··· MATERIAL FOR THE TASK ···

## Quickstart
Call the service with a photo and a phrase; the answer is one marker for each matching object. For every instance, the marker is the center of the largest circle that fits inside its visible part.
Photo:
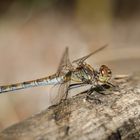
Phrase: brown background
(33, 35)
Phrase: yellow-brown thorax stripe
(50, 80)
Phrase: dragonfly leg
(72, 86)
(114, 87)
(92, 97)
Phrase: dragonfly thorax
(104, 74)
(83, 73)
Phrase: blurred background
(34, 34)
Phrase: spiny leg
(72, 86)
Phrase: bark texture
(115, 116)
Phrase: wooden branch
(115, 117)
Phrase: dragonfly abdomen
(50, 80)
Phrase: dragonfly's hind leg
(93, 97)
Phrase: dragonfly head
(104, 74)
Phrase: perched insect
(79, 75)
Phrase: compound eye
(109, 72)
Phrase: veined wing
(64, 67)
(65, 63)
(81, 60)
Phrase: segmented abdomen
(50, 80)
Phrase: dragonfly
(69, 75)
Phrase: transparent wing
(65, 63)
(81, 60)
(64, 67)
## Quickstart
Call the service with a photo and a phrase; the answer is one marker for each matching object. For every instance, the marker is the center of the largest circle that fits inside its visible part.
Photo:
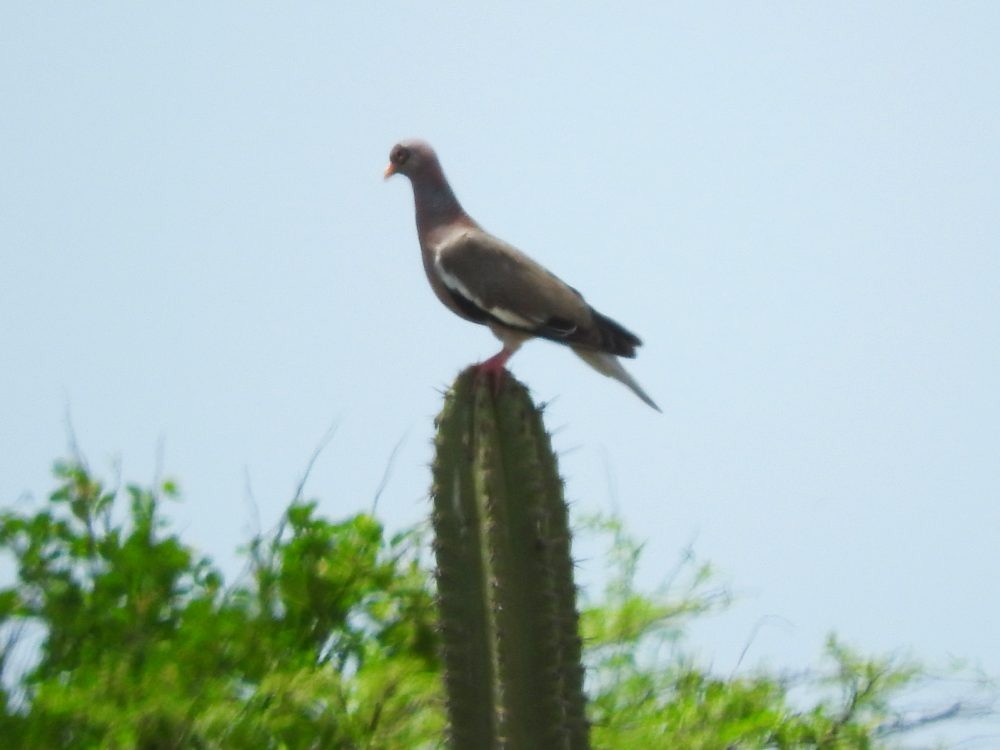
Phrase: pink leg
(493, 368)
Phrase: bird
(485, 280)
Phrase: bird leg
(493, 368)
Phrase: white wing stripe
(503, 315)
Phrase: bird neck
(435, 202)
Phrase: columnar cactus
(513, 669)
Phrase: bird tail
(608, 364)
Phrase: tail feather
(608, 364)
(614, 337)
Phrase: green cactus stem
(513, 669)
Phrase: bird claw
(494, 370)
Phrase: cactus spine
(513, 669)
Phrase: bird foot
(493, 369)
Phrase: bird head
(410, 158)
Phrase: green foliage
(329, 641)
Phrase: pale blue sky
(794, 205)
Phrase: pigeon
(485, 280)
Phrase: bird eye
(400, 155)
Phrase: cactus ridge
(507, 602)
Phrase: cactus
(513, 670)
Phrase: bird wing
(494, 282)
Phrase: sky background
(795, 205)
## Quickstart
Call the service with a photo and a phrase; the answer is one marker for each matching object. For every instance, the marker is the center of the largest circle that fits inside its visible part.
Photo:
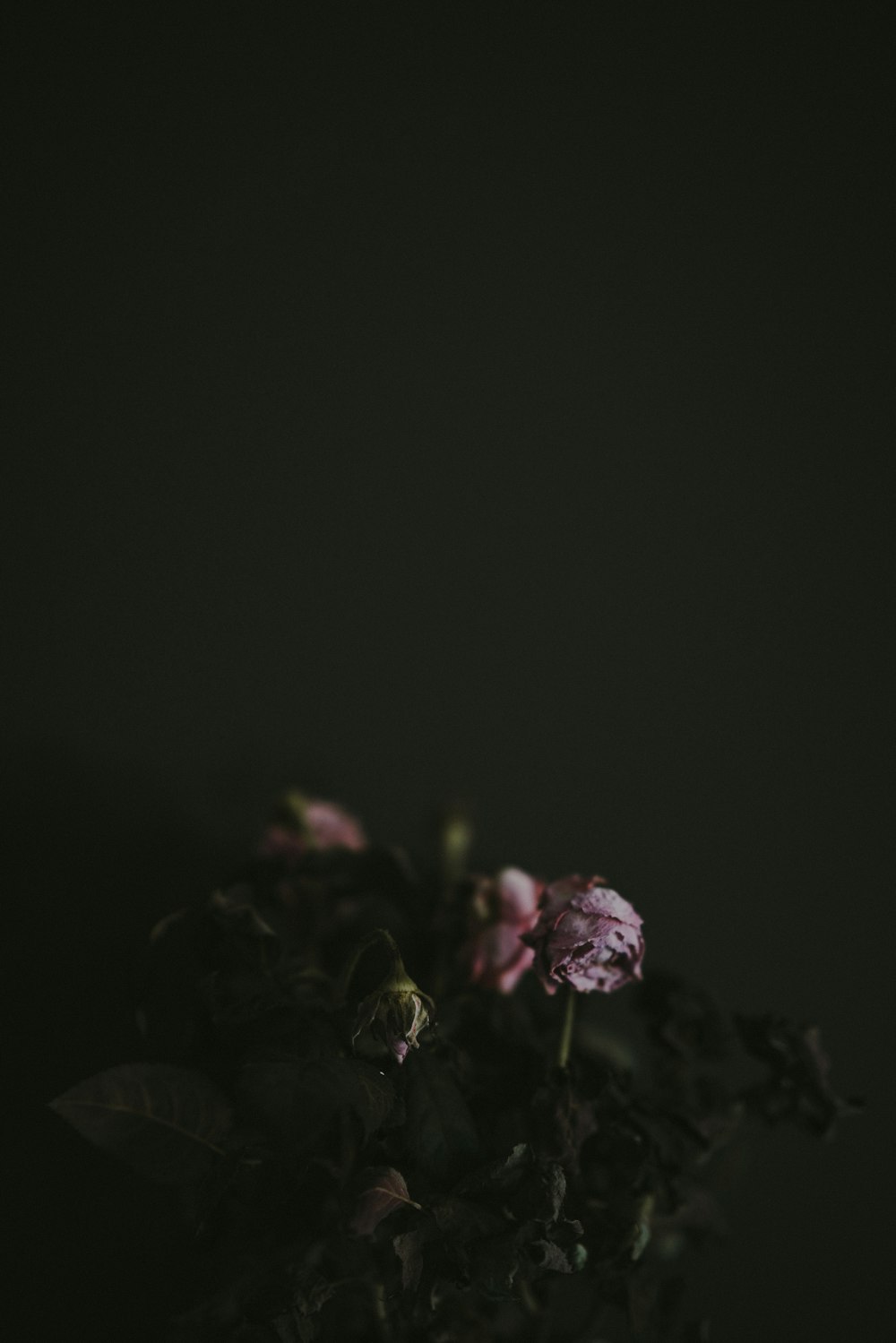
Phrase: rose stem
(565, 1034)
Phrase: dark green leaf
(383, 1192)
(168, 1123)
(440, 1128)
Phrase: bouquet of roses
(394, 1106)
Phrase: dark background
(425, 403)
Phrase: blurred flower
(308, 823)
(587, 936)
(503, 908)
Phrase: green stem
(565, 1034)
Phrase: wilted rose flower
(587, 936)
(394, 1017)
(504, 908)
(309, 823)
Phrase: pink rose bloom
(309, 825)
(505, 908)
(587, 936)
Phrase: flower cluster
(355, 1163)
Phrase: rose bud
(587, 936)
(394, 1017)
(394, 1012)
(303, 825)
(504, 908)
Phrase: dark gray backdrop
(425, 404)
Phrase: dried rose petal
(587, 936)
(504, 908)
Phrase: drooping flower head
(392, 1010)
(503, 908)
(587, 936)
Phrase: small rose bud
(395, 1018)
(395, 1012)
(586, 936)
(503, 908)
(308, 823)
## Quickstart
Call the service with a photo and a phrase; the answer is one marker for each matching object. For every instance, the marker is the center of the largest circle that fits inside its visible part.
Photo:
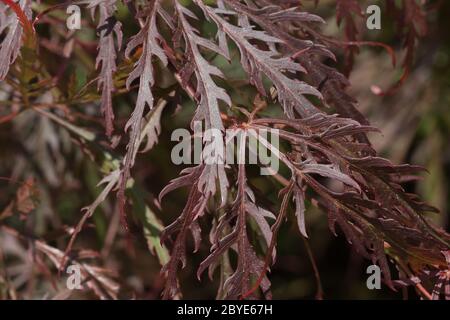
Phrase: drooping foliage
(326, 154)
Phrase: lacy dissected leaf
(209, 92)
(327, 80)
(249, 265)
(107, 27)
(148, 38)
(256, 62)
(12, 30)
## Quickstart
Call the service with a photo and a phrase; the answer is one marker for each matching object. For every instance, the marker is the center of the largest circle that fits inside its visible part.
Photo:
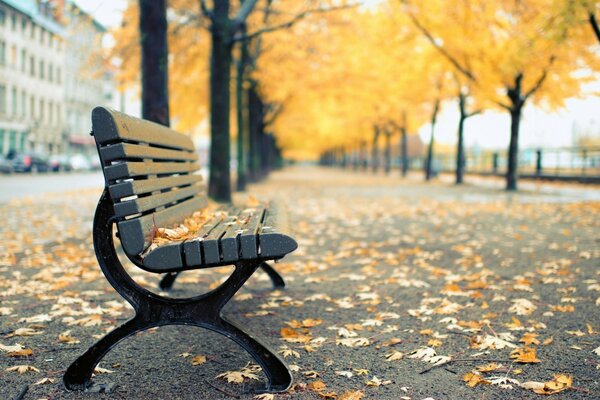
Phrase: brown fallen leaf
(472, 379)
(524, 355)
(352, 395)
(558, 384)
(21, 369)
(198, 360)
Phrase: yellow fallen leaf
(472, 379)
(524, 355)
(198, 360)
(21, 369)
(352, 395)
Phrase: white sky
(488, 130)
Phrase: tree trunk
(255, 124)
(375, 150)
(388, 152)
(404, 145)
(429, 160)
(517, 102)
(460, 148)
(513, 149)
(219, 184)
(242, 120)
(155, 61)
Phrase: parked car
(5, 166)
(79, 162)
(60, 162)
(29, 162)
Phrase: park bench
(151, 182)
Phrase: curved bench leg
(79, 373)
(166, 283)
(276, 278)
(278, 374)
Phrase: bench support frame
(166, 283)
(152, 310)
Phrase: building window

···

Copy out all the records again, substituting "point" for every "marker" and keeping everything else the same. Don't include the pictures.

## Quickstart
Call the service with a photo and a phrase; the answer is one point for each matching object. For every instance, the point is the center of the largest circle that fits inside its visible part.
Photo:
Phrase: brown background
(33, 35)
Phrase: yellow-brown thorax stripe
(50, 80)
Phrase: dragonfly leg
(72, 86)
(114, 87)
(92, 97)
Phrase: dragonfly thorax
(104, 74)
(83, 73)
Phrase: blurred background
(34, 34)
Phrase: spiny leg
(72, 86)
Phrase: bark texture
(115, 116)
Phrase: wooden branch
(115, 117)
Phrase: dragonfly abdomen
(50, 80)
Phrase: dragonfly's hind leg
(93, 97)
Phrase: dragonfly head
(104, 74)
Phrase: perched insect
(79, 75)
Phrase: compound eye
(109, 72)
Phrase: veined wing
(64, 67)
(65, 63)
(81, 60)
Phrase: segmented abdomen
(50, 80)
Phrase: dragonfly
(69, 75)
Phrase: transparent wing
(65, 63)
(81, 60)
(64, 67)
## Quickstart
Call the service with a photo and a phrase; the answer is one point for each matching object. For every instance, the point is the center of the largest circle that fits inside its visible part.
Photo:
Phrase: pink leg
(493, 368)
Phrase: bird
(485, 280)
Phrase: bird leg
(493, 368)
Phrase: white wing stripe
(503, 315)
Phrase: bird neck
(435, 202)
Phrase: columnar cactus
(513, 669)
Phrase: bird tail
(608, 364)
Phrase: tail feather
(608, 364)
(614, 337)
Phrase: green cactus stem
(513, 669)
Phrase: bird claw
(494, 370)
Phrase: cactus spine
(513, 669)
Phrase: bird foot
(493, 369)
Phrase: bird head
(410, 158)
Phrase: green foliage
(329, 641)
Phrase: pale blue sky
(794, 205)
Phrase: pigeon
(485, 280)
Phrase: bird eye
(400, 155)
Phrase: cactus ridge
(507, 602)
Phrase: cactus
(513, 670)
Phrase: bird wing
(494, 282)
Phrase: sky background
(795, 205)
## Quickstart
Call the service with a photo and a phrase; the answer is one point for each matching object. For every instance, the point is the center of the largest circle that fits inside its visible part.
Photo:
Phrase: rose stem
(565, 1034)
Phrase: dark green leaf
(383, 1192)
(168, 1123)
(440, 1128)
Phrase: bouquet of roses
(394, 1106)
Phrase: dark background
(425, 403)
Phrase: blurred flower
(308, 823)
(587, 936)
(503, 908)
Phrase: green stem
(565, 1034)
Phrase: wilted rose flower
(587, 936)
(394, 1017)
(504, 908)
(309, 823)
Phrase: pink rose bloom
(309, 825)
(505, 908)
(587, 936)
Phrase: flower cluster
(355, 1163)
Phrase: rose bud
(587, 936)
(394, 1017)
(394, 1012)
(303, 825)
(504, 908)
Phrase: dark gray backdrop
(425, 404)
Phrase: dried rose petal
(587, 936)
(504, 908)
Phrase: drooping flower head
(392, 1010)
(503, 908)
(587, 936)
Phrase: small rose bud
(395, 1018)
(395, 1012)
(586, 936)
(503, 908)
(308, 823)
## Quickstart
Call the service with a photo and a phrase; the answer is one point for each matching object. For every instance, the point is the center of the largest circle that fits inside its visible part.
Photo:
Phrase: drooping foliage
(326, 154)
Phrase: lacy dissected leaf
(209, 92)
(327, 80)
(249, 265)
(107, 27)
(148, 38)
(256, 62)
(12, 30)
## Quickstart
Call the service with a photo and a phrase; the answer is one point for each matching object. For every instance, the point is the center of the largest circle that fits inside its visible part.
Photo:
Phrase: brown fallen leaf
(472, 379)
(524, 355)
(352, 395)
(558, 384)
(21, 369)
(198, 360)
Phrase: yellow fallen leaf
(472, 379)
(524, 355)
(198, 360)
(21, 369)
(352, 395)
Phrase: white sky
(488, 130)
Phrase: tree trunk
(255, 124)
(375, 150)
(388, 152)
(404, 145)
(429, 160)
(517, 102)
(460, 148)
(513, 149)
(219, 184)
(242, 120)
(155, 61)
Phrase: parked car
(5, 166)
(79, 162)
(60, 162)
(29, 162)
Phrase: park bench
(151, 182)
Phrase: curved bench leg
(79, 373)
(166, 283)
(276, 278)
(278, 374)
Phrase: bench support frame
(166, 283)
(152, 310)
Phrase: building window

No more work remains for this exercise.